Given task: Set down, without alteration, the lines from the one that contains "ridge in the photo above." through the final line of the material below.

Records for the exercise:
● ● ● ● ●
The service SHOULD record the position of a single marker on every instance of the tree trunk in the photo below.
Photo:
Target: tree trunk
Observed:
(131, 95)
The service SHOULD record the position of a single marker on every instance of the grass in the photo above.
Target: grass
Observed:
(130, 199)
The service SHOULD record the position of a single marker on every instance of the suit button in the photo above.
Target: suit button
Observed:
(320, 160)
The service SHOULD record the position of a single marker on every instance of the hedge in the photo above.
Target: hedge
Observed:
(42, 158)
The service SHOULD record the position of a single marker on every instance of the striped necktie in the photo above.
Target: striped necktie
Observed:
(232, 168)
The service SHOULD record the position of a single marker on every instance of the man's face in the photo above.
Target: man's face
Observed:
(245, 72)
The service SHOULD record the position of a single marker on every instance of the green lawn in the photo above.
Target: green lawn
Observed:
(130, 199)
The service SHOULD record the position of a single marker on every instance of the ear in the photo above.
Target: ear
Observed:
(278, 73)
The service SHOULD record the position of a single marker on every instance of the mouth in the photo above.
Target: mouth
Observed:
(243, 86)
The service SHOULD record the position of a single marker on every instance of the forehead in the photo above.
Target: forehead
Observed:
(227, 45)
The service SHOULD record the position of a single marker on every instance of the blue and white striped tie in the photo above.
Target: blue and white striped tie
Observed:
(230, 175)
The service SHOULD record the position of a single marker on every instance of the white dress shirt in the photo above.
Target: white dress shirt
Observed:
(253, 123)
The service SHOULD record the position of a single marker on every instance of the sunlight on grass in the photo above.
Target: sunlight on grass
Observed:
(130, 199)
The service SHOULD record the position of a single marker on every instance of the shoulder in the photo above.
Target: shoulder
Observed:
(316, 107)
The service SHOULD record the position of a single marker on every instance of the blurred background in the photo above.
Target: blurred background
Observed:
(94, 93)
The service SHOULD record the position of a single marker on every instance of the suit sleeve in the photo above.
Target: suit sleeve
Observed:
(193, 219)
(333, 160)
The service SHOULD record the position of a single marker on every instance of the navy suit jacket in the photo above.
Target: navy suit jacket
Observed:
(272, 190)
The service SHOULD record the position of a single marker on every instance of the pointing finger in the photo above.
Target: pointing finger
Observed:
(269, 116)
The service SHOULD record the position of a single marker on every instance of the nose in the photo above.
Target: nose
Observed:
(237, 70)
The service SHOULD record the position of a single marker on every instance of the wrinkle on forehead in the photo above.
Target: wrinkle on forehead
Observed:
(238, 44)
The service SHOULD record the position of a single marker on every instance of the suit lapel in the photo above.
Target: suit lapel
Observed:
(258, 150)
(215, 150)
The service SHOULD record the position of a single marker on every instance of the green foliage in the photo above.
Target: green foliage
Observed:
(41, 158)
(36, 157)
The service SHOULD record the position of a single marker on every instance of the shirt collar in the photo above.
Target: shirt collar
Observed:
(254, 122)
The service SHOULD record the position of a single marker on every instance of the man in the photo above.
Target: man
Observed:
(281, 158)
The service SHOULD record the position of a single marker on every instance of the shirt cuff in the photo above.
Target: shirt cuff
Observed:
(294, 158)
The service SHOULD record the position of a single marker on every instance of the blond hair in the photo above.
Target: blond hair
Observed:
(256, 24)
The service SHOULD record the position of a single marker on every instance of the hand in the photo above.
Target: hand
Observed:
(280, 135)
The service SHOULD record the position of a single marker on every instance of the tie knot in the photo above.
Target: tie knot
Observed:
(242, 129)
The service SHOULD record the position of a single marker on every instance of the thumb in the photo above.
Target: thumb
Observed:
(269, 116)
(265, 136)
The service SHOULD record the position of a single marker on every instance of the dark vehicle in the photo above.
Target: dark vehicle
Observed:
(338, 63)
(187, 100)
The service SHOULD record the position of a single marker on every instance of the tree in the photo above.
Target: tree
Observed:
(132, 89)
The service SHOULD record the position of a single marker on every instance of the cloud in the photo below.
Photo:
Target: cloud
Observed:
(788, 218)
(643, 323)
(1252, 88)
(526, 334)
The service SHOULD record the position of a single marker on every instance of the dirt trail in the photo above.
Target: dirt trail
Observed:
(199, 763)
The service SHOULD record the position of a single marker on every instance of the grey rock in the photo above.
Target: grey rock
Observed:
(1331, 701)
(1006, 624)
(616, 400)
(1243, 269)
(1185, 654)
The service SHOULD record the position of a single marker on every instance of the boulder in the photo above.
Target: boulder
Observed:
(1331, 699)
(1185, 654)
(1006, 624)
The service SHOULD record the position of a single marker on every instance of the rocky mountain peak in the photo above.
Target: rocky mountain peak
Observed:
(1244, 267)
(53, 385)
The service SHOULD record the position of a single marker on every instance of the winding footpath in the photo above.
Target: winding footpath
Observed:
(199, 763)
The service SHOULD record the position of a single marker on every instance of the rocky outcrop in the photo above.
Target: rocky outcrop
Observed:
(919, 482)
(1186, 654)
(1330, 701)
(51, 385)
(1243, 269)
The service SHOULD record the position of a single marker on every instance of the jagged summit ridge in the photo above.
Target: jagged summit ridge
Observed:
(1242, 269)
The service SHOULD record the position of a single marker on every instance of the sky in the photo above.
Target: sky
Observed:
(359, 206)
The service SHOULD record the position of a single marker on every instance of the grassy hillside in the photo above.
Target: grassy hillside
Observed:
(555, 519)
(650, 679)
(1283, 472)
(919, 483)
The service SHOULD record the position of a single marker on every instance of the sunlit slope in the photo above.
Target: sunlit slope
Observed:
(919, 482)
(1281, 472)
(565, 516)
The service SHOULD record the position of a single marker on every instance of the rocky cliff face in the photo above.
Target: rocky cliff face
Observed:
● ● ● ● ●
Written response:
The service SHOULD record the position of a single marker on every instance of the jagged summit ridge in the photo above.
Target: jagged summit ridge
Observed:
(1242, 269)
The service SHOULD record the position of a single marker on every instance of the sky in the photo above.
Target: sky
Observed:
(359, 206)
The service SHOULD record the position of a single marker on every instance of the grassy hillside in the photo above.
Target: grassy hillside
Observed:
(555, 519)
(650, 679)
(1283, 472)
(919, 483)
The service SHOULD record the position of a single marker on every instance of the sunlit slope in the photo above.
Target: sunlit slope
Observed:
(919, 482)
(1281, 472)
(565, 516)
The service SHOULD record the position of a single marker on every instance of the rocky cliff face in the photo above.
Target: rocky cliff face
Observed:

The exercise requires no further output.